Convert the lines of the records from the one containing "Could you please outline every instance of the <item>building" through the end of the records, both ends included, into a JSON list of strings with one string per line and blank lines omitted.

### Exercise input ###

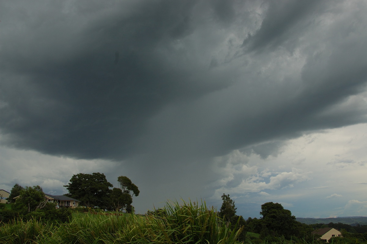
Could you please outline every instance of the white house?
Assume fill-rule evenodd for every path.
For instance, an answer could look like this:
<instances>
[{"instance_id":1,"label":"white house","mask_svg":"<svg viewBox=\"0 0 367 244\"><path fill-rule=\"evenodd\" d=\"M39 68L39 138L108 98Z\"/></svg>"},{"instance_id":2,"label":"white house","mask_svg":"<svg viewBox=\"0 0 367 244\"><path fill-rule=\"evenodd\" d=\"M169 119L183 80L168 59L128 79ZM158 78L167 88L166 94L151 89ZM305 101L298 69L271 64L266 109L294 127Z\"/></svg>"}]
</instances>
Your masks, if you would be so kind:
<instances>
[{"instance_id":1,"label":"white house","mask_svg":"<svg viewBox=\"0 0 367 244\"><path fill-rule=\"evenodd\" d=\"M323 228L314 230L312 232L314 235L321 236L320 239L325 242L328 242L331 237L343 237L340 231L334 228Z\"/></svg>"},{"instance_id":2,"label":"white house","mask_svg":"<svg viewBox=\"0 0 367 244\"><path fill-rule=\"evenodd\" d=\"M10 195L10 192L7 192L5 190L3 190L2 189L0 190L0 196L1 197L1 198L0 198L0 203L6 203L8 201L6 200L6 199L9 197L9 196Z\"/></svg>"}]
</instances>

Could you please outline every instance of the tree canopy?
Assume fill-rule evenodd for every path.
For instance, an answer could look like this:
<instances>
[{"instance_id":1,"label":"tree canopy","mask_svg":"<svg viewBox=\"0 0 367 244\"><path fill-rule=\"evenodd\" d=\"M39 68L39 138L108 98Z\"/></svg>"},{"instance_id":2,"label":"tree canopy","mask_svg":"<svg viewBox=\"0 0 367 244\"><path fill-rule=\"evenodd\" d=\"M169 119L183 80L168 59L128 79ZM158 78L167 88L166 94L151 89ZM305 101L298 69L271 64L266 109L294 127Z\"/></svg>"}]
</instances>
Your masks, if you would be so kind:
<instances>
[{"instance_id":1,"label":"tree canopy","mask_svg":"<svg viewBox=\"0 0 367 244\"><path fill-rule=\"evenodd\" d=\"M226 195L224 193L222 199L223 203L219 211L219 216L225 218L227 221L229 221L231 218L236 215L237 208L235 206L235 201L229 197L229 194Z\"/></svg>"},{"instance_id":2,"label":"tree canopy","mask_svg":"<svg viewBox=\"0 0 367 244\"><path fill-rule=\"evenodd\" d=\"M292 235L298 235L298 222L291 211L284 209L280 203L273 202L261 205L263 235L271 234L274 236L283 236L288 238Z\"/></svg>"},{"instance_id":3,"label":"tree canopy","mask_svg":"<svg viewBox=\"0 0 367 244\"><path fill-rule=\"evenodd\" d=\"M117 178L119 188L112 189L111 200L115 208L124 209L127 212L133 212L132 196L137 196L140 192L138 187L126 176L119 176Z\"/></svg>"},{"instance_id":4,"label":"tree canopy","mask_svg":"<svg viewBox=\"0 0 367 244\"><path fill-rule=\"evenodd\" d=\"M81 201L87 207L106 207L110 201L112 184L107 181L104 174L80 173L74 175L70 182L64 186L69 191L67 195Z\"/></svg>"},{"instance_id":5,"label":"tree canopy","mask_svg":"<svg viewBox=\"0 0 367 244\"><path fill-rule=\"evenodd\" d=\"M26 186L20 193L19 196L16 199L12 207L21 212L29 212L40 209L47 203L44 193L39 186Z\"/></svg>"},{"instance_id":6,"label":"tree canopy","mask_svg":"<svg viewBox=\"0 0 367 244\"><path fill-rule=\"evenodd\" d=\"M11 188L11 190L10 191L10 194L9 195L9 197L8 198L8 201L10 203L14 202L14 198L20 195L21 191L23 189L23 186L18 183L14 185L13 188Z\"/></svg>"}]
</instances>

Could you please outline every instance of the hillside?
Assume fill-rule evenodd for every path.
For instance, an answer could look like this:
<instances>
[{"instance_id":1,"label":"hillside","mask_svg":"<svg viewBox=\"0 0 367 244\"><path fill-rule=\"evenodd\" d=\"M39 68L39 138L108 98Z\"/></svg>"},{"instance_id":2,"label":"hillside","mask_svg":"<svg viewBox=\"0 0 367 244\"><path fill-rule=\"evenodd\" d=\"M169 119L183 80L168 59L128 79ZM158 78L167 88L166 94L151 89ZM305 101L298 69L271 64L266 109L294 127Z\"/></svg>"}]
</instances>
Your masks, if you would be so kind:
<instances>
[{"instance_id":1,"label":"hillside","mask_svg":"<svg viewBox=\"0 0 367 244\"><path fill-rule=\"evenodd\" d=\"M330 222L342 223L350 225L356 225L359 224L361 225L367 225L367 217L356 216L354 217L338 217L337 218L327 218L316 219L312 218L297 218L296 220L301 223L307 225L316 223L328 224Z\"/></svg>"}]
</instances>

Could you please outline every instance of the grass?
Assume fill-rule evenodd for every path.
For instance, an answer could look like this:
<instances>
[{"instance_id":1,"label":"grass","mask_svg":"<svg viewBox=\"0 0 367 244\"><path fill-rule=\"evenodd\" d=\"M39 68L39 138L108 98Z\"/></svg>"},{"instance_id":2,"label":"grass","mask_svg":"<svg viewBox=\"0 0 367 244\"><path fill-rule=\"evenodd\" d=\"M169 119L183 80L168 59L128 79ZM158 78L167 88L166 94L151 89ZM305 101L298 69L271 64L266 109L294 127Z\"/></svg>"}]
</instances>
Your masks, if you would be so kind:
<instances>
[{"instance_id":1,"label":"grass","mask_svg":"<svg viewBox=\"0 0 367 244\"><path fill-rule=\"evenodd\" d=\"M163 216L76 213L70 222L58 225L21 220L1 226L0 243L239 243L238 232L231 231L205 202L170 202L163 209Z\"/></svg>"},{"instance_id":2,"label":"grass","mask_svg":"<svg viewBox=\"0 0 367 244\"><path fill-rule=\"evenodd\" d=\"M5 209L11 209L11 204L7 203L6 204Z\"/></svg>"}]
</instances>

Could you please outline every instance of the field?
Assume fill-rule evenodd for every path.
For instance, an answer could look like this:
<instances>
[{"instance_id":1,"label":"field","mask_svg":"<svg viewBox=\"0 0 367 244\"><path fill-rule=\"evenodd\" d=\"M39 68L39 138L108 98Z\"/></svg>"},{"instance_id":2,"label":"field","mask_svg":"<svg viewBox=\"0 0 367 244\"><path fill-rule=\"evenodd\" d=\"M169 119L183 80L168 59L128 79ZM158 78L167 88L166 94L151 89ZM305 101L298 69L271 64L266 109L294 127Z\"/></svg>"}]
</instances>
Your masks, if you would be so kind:
<instances>
[{"instance_id":1,"label":"field","mask_svg":"<svg viewBox=\"0 0 367 244\"><path fill-rule=\"evenodd\" d=\"M73 214L70 223L55 225L35 219L5 224L1 243L235 243L215 210L205 203L167 205L165 216L132 214Z\"/></svg>"}]
</instances>

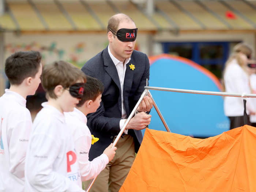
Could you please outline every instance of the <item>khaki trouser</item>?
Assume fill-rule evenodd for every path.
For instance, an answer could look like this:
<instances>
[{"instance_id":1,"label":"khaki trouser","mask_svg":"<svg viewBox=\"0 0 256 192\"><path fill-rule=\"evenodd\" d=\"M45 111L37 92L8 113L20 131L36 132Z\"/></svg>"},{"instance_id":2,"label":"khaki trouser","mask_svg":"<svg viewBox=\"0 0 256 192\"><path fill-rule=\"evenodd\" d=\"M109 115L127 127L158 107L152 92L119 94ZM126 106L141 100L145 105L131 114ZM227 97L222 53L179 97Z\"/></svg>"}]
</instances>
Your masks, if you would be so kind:
<instances>
[{"instance_id":1,"label":"khaki trouser","mask_svg":"<svg viewBox=\"0 0 256 192\"><path fill-rule=\"evenodd\" d=\"M129 135L121 137L116 147L114 157L97 177L90 192L117 192L123 185L135 158L133 138ZM84 182L85 189L90 181Z\"/></svg>"}]
</instances>

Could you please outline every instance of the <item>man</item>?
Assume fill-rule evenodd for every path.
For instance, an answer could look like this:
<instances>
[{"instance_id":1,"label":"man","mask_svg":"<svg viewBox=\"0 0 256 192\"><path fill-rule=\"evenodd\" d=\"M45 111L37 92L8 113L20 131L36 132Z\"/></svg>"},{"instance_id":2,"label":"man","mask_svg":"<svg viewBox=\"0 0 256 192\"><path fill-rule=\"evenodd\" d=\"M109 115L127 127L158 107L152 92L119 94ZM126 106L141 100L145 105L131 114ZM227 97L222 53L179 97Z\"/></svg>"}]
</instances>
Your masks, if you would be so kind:
<instances>
[{"instance_id":1,"label":"man","mask_svg":"<svg viewBox=\"0 0 256 192\"><path fill-rule=\"evenodd\" d=\"M99 107L87 116L91 133L99 139L91 148L90 161L116 138L149 78L147 56L134 50L137 30L127 15L119 14L111 17L108 26L109 46L82 68L86 74L99 79L105 87ZM100 173L90 191L107 192L109 187L112 192L119 190L142 140L140 130L150 122L151 116L145 112L152 106L151 99L145 97L137 109L139 113L131 119L117 144L115 157Z\"/></svg>"}]
</instances>

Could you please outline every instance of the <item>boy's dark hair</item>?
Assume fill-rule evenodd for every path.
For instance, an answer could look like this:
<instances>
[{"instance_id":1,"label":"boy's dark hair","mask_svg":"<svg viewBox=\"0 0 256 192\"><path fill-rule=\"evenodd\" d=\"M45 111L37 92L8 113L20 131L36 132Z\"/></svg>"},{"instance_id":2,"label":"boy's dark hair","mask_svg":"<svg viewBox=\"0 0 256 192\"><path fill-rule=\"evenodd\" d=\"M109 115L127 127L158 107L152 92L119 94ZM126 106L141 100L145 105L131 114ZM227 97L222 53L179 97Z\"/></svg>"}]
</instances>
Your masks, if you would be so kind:
<instances>
[{"instance_id":1,"label":"boy's dark hair","mask_svg":"<svg viewBox=\"0 0 256 192\"><path fill-rule=\"evenodd\" d=\"M61 85L67 88L79 80L82 83L86 82L84 74L72 64L63 61L45 65L42 73L42 85L48 99L49 97L57 98L54 93L57 86Z\"/></svg>"},{"instance_id":2,"label":"boy's dark hair","mask_svg":"<svg viewBox=\"0 0 256 192\"><path fill-rule=\"evenodd\" d=\"M38 51L19 51L5 60L5 71L11 84L20 84L26 78L34 78L41 63L42 56Z\"/></svg>"},{"instance_id":3,"label":"boy's dark hair","mask_svg":"<svg viewBox=\"0 0 256 192\"><path fill-rule=\"evenodd\" d=\"M89 100L94 101L100 94L102 94L103 91L104 85L99 80L86 75L86 83L85 84L83 96L76 106L81 107L86 101Z\"/></svg>"}]
</instances>

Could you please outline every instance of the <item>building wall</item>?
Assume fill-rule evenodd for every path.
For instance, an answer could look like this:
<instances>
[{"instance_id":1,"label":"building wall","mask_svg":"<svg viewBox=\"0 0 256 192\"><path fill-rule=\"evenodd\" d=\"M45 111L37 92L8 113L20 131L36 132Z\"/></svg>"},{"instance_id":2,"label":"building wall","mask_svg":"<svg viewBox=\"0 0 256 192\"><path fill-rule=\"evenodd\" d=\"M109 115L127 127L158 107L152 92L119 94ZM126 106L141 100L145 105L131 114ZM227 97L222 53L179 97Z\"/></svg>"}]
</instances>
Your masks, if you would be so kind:
<instances>
[{"instance_id":1,"label":"building wall","mask_svg":"<svg viewBox=\"0 0 256 192\"><path fill-rule=\"evenodd\" d=\"M256 37L255 34L249 33L183 33L178 35L167 31L154 35L139 33L136 46L137 49L150 56L163 53L162 42L242 41L250 45L255 51ZM106 47L108 41L106 34L104 33L19 35L5 33L4 35L0 34L0 47L1 45L2 49L4 49L4 51L1 51L0 47L0 54L4 56L0 58L4 59L3 61L0 61L0 94L1 95L6 80L3 61L15 52L38 50L42 55L43 64L64 60L81 68L87 61Z\"/></svg>"}]
</instances>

###

Solved problem:
[
  "Could you please outline every instance of the <item>building wall</item>?",
  "Assume fill-rule evenodd for every path.",
  "For instance, an answer could look like this:",
  "<instances>",
  "[{\"instance_id\":1,\"label\":\"building wall\",\"mask_svg\":\"<svg viewBox=\\\"0 0 256 192\\\"><path fill-rule=\\\"evenodd\\\" d=\\\"M45 111L37 92L8 113L20 131L36 132Z\\\"/></svg>\"},{\"instance_id\":2,\"label\":\"building wall\",\"mask_svg\":\"<svg viewBox=\\\"0 0 256 192\\\"><path fill-rule=\\\"evenodd\\\" d=\\\"M109 115L127 127L158 107L152 92L119 94ZM126 106L141 100L145 105L131 114ZM227 97L222 53L179 97Z\\\"/></svg>\"}]",
  "</instances>",
  "Your masks, if you would be so kind:",
  "<instances>",
  "[{\"instance_id\":1,\"label\":\"building wall\",\"mask_svg\":\"<svg viewBox=\\\"0 0 256 192\\\"><path fill-rule=\\\"evenodd\\\" d=\\\"M256 37L255 34L249 33L183 33L178 35L167 31L154 35L139 33L136 46L137 49L150 56L163 53L162 42L242 41L250 45L255 51ZM106 47L108 41L106 34L104 33L19 35L5 33L4 35L0 34L0 47L1 45L2 49L4 49L4 51L1 51L0 47L0 54L4 56L0 58L4 59L3 61L0 61L0 94L1 95L6 80L3 61L15 52L38 50L42 55L43 64L64 60L81 68L87 61Z\\\"/></svg>\"}]",
  "</instances>"
]